1. The accused gave a complaint to the Village Magistrate alleging that somebody had, entered her house and stolen jewels worth Rs. 429. In due course, the Village Magistrate sent the usual reports to the police and to the Sub-Magistrate; and on the receipt of the report of the Village Magistrate, the police took cognizance of the matter and reported the case as false. The police subsequently filed a charge-sheet purporting to be under Section 211, I.P.C.; but the Sub-Divisional Magistrate found that the offence committed was one punishable under Section 182, I. P.C. He considered on the evidence that the case had been amply proved and convicted and sentenced the accused. In appeal, the learned Sessions Judge, without considering the case on its merits, came to the conclusion on a preliminary objection raised by the accused, that the charge-sheet by the police did not amount to a valid complaint such as is required under Section 195 of the Criminal Procedure Code.

◇ ◇ ◇ ◇

List of tasks:
1. Decide whether each statement agrees with the passage on the false theft complaint. Answer yes or no, and quote the words from the passage that settle it: (a) The accused claimed that jewels worth Rs. 429 were taken from her house. (b) The Sub-Divisional Magistrate found the offence punishable under Section 211, I.P.C. (c) The Sessions Judge decided the appeal after weighing the case on its merits.
2. Quote the entries from the line containing "Target: woman in red shirt" through the end of the entries, leaving out any pictures.
The passage on the false theft complaint has no connection to the entries that follow it.

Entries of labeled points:
◇ ◇ ◇ ◇

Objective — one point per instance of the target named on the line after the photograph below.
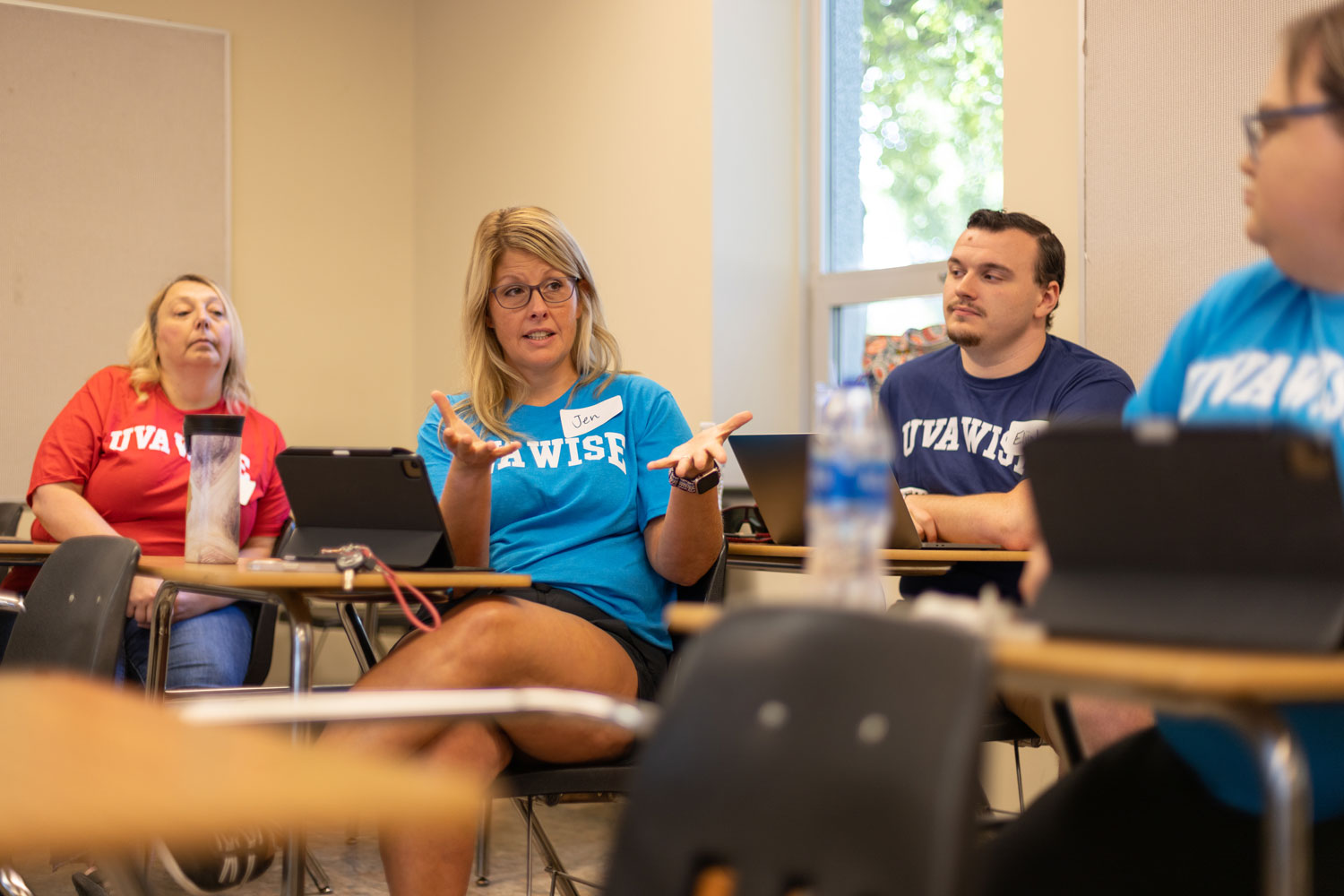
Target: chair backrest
(263, 616)
(816, 748)
(10, 514)
(709, 589)
(77, 607)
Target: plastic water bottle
(849, 498)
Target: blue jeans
(210, 650)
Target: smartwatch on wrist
(699, 485)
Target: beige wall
(323, 207)
(370, 137)
(604, 118)
(1042, 148)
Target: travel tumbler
(214, 447)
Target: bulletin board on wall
(1166, 86)
(115, 151)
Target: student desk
(293, 591)
(16, 552)
(780, 557)
(1239, 686)
(148, 774)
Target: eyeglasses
(556, 290)
(1266, 121)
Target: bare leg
(491, 642)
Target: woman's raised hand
(694, 457)
(462, 441)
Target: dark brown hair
(1050, 252)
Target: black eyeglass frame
(1254, 123)
(537, 288)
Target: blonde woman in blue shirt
(554, 463)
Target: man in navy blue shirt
(961, 416)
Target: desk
(750, 555)
(292, 590)
(15, 552)
(72, 791)
(1236, 685)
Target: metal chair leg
(316, 874)
(483, 847)
(11, 884)
(543, 844)
(1016, 762)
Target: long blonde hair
(144, 349)
(494, 387)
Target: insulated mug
(214, 447)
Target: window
(909, 144)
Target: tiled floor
(581, 833)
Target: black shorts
(650, 661)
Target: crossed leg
(488, 642)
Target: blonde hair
(494, 387)
(144, 349)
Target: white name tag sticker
(577, 421)
(245, 487)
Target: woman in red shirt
(115, 462)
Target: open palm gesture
(694, 457)
(467, 446)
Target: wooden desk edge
(236, 575)
(1167, 672)
(930, 555)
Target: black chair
(526, 780)
(811, 748)
(75, 610)
(10, 514)
(72, 618)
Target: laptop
(776, 469)
(379, 497)
(1228, 538)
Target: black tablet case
(379, 497)
(1202, 536)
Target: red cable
(392, 576)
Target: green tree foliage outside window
(933, 99)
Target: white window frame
(830, 292)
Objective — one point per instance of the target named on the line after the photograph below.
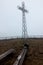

◇ ◇ ◇ ◇

Answers given:
1.
(a) Yes: "stolen jewels worth Rs. 429"
(b) No: "the offence committed was one punishable under Section 182, I. P.C."
(c) No: "without considering the case on its merits"

2.
Target: woman in red shirt
(115, 462)
Target: open palm gesture
(694, 457)
(467, 446)
Target: wooden desk edge
(236, 575)
(1167, 672)
(930, 555)
Target: black chair
(526, 780)
(811, 748)
(75, 610)
(10, 514)
(72, 618)
Target: laptop
(776, 469)
(379, 497)
(1228, 538)
Target: black tablet case
(379, 497)
(1202, 536)
Target: red cable
(392, 576)
Target: green tree foliage outside window
(933, 99)
Target: white window frame
(830, 292)
Objective — one point per instance of the target named on the line after the photograph below.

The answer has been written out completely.